What is needed:
Take the line containing "task | indicate the fishing" and all lines after it to the end of the records, and output them exactly.

Records from a dataset:

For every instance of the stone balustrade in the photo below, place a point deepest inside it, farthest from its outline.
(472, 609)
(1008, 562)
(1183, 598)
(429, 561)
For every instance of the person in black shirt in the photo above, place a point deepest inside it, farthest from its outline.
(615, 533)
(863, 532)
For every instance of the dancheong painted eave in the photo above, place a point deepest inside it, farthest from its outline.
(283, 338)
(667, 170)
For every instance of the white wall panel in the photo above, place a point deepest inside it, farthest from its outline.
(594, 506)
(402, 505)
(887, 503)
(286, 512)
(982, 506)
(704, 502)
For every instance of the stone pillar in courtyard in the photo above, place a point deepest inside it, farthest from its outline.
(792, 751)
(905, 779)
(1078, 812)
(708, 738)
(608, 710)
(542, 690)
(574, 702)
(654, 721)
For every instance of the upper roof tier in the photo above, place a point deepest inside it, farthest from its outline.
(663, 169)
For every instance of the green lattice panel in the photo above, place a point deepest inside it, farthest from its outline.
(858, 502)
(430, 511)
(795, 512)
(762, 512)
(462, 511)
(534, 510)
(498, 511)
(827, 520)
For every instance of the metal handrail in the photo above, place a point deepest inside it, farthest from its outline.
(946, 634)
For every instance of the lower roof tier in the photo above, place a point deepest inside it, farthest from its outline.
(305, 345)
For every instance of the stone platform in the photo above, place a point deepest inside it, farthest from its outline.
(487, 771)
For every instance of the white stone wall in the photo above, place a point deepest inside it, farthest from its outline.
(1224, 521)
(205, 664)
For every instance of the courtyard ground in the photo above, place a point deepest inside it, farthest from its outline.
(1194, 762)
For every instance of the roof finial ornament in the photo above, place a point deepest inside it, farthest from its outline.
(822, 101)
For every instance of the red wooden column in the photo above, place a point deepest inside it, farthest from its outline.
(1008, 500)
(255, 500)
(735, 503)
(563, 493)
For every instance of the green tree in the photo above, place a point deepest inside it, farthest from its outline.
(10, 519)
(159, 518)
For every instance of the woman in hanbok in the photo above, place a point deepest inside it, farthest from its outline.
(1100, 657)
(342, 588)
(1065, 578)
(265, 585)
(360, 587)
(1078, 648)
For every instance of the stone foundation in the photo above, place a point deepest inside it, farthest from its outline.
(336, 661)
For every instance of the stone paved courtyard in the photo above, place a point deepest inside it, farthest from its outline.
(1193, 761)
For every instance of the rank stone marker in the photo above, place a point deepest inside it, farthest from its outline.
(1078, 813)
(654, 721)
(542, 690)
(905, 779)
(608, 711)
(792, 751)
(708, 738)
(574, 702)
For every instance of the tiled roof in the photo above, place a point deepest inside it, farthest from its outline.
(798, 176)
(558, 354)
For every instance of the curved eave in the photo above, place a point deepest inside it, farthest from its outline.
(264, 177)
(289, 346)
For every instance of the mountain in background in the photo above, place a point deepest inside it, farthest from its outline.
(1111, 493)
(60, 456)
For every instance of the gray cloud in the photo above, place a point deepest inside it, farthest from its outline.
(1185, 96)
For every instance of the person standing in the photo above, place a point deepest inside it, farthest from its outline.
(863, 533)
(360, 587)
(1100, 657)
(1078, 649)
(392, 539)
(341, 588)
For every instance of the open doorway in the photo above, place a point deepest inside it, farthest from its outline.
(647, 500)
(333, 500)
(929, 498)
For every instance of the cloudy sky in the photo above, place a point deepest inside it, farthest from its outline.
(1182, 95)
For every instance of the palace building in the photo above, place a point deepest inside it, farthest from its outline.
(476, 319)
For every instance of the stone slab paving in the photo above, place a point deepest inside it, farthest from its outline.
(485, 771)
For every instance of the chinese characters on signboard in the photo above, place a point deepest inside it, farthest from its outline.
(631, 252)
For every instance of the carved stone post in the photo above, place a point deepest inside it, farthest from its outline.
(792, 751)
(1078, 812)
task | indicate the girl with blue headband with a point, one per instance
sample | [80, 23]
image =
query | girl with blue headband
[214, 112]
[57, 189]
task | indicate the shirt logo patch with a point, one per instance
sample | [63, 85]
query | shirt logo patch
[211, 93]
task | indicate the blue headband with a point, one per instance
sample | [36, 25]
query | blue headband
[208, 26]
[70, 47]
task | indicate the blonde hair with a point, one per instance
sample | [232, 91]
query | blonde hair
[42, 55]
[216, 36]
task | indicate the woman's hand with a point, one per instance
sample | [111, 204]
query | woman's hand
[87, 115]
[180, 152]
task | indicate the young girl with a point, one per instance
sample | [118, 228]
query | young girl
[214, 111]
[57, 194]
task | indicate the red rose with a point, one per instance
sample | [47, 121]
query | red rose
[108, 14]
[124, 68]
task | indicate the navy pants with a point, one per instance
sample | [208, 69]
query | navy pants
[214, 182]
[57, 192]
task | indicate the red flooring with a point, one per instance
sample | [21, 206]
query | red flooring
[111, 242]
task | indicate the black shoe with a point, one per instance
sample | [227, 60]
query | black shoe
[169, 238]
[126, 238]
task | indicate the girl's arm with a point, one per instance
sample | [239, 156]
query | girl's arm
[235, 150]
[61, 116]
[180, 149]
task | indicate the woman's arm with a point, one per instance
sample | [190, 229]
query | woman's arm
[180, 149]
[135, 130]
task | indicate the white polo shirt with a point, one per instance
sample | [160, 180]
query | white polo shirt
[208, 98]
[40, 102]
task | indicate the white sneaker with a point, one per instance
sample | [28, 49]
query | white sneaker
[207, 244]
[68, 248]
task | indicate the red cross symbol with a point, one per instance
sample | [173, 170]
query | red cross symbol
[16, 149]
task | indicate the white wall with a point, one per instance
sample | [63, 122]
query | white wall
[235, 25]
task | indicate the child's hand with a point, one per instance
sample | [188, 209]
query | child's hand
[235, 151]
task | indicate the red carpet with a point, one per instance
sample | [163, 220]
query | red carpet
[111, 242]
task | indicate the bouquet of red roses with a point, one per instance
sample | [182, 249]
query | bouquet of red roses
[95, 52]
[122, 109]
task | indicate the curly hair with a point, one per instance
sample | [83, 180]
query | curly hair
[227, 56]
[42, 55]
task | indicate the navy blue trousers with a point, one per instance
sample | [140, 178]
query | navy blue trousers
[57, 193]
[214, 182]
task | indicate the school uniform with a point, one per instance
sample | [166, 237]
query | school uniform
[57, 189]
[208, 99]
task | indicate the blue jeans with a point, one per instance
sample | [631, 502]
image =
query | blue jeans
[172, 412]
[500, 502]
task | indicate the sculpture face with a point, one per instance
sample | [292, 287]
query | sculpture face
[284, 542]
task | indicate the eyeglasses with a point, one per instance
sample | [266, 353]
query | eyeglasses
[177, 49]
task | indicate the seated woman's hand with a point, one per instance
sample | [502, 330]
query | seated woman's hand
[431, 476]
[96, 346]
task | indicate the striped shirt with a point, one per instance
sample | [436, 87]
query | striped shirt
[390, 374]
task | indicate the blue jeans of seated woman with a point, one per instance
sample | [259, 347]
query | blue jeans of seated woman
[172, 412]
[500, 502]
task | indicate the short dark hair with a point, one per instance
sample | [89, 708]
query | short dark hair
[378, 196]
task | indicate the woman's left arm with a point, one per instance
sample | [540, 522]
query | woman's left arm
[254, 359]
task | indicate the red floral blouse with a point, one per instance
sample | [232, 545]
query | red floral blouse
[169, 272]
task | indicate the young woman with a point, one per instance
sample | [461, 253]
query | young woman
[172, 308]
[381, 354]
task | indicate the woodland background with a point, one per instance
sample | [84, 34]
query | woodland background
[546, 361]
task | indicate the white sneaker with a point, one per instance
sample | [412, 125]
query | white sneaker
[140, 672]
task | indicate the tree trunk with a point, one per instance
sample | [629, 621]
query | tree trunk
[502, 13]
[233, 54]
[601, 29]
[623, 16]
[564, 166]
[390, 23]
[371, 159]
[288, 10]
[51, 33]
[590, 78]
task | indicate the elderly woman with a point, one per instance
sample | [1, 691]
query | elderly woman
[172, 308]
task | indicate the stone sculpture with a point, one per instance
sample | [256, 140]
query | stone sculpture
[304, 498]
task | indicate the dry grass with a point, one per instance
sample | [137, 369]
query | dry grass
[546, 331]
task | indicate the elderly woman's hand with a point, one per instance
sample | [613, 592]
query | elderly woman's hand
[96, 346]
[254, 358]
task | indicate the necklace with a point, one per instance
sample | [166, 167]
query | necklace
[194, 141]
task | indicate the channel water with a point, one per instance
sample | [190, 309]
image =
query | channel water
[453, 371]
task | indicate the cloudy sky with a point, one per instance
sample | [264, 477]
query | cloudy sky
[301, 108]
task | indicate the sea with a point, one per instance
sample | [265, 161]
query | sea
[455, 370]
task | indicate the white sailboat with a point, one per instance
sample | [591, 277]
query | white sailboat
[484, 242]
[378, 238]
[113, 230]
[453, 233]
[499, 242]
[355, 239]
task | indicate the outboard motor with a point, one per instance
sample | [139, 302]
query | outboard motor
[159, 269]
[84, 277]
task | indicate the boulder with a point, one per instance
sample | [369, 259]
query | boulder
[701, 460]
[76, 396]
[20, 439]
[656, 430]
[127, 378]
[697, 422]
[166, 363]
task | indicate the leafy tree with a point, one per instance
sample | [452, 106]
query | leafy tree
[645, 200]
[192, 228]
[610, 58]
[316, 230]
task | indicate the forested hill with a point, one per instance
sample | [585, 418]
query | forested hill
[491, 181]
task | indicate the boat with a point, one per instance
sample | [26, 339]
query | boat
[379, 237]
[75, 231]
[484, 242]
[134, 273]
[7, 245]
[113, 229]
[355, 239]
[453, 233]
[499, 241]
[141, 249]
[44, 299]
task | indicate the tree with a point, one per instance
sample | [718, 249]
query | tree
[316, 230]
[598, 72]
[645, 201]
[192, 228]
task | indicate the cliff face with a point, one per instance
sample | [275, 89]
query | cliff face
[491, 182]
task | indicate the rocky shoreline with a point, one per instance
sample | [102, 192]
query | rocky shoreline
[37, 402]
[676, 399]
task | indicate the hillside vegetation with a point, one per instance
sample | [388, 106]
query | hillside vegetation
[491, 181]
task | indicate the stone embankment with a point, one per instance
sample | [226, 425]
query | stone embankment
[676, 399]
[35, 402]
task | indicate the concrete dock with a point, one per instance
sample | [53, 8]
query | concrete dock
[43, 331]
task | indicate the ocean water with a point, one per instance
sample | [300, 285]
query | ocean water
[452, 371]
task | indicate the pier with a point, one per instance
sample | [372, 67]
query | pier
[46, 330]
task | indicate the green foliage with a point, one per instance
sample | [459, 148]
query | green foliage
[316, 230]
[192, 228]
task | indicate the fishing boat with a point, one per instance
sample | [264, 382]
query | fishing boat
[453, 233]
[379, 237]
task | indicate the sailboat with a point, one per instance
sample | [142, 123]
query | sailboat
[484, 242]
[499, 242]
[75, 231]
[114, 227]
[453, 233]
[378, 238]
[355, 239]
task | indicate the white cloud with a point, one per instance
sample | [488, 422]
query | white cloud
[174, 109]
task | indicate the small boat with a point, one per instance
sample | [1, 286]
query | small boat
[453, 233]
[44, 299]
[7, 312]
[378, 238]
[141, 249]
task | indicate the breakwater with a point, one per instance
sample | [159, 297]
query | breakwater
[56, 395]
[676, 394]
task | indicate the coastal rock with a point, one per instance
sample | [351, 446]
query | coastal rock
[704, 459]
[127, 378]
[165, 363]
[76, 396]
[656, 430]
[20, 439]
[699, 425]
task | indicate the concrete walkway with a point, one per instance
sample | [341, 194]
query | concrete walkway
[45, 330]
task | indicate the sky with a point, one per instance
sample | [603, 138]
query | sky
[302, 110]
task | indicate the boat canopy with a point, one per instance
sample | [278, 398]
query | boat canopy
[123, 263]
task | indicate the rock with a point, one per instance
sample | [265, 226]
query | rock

Result for this task:
task | indicate the fishing boat with a point, one per instance
sample | [264, 382]
query | fishing boat
[453, 233]
[379, 237]
task | indicate the sailboat with a point, one per instance
sample | [142, 123]
query | sailboat
[484, 242]
[499, 242]
[75, 231]
[114, 227]
[453, 233]
[378, 238]
[355, 239]
task | indicate the white cloud with a point, one per instance
sample | [488, 422]
query | white cloud
[174, 109]
task | indicate the small boat with a point, one per instance
sample | [1, 286]
query | small boat
[453, 233]
[44, 299]
[7, 312]
[378, 238]
[141, 249]
task | indicate the breakwater with a point, one per instance
sample | [159, 297]
query | breakwater
[56, 395]
[676, 394]
task | indicate the coastal rock with a point, one per instance
sample | [351, 446]
query | coastal rock
[704, 459]
[127, 378]
[165, 363]
[76, 396]
[656, 430]
[20, 439]
[699, 425]
task | indicate the concrete walkway with a point, one per instance
sample | [341, 194]
query | concrete walkway
[45, 330]
task | indicate the sky with a point, one per instance
sample | [603, 138]
query | sky
[302, 110]
task | indicate the boat canopy with a point, one per instance
sample | [278, 398]
query | boat canopy
[123, 263]
task | indicate the rock with a point, one per instance
sample | [265, 226]
query | rock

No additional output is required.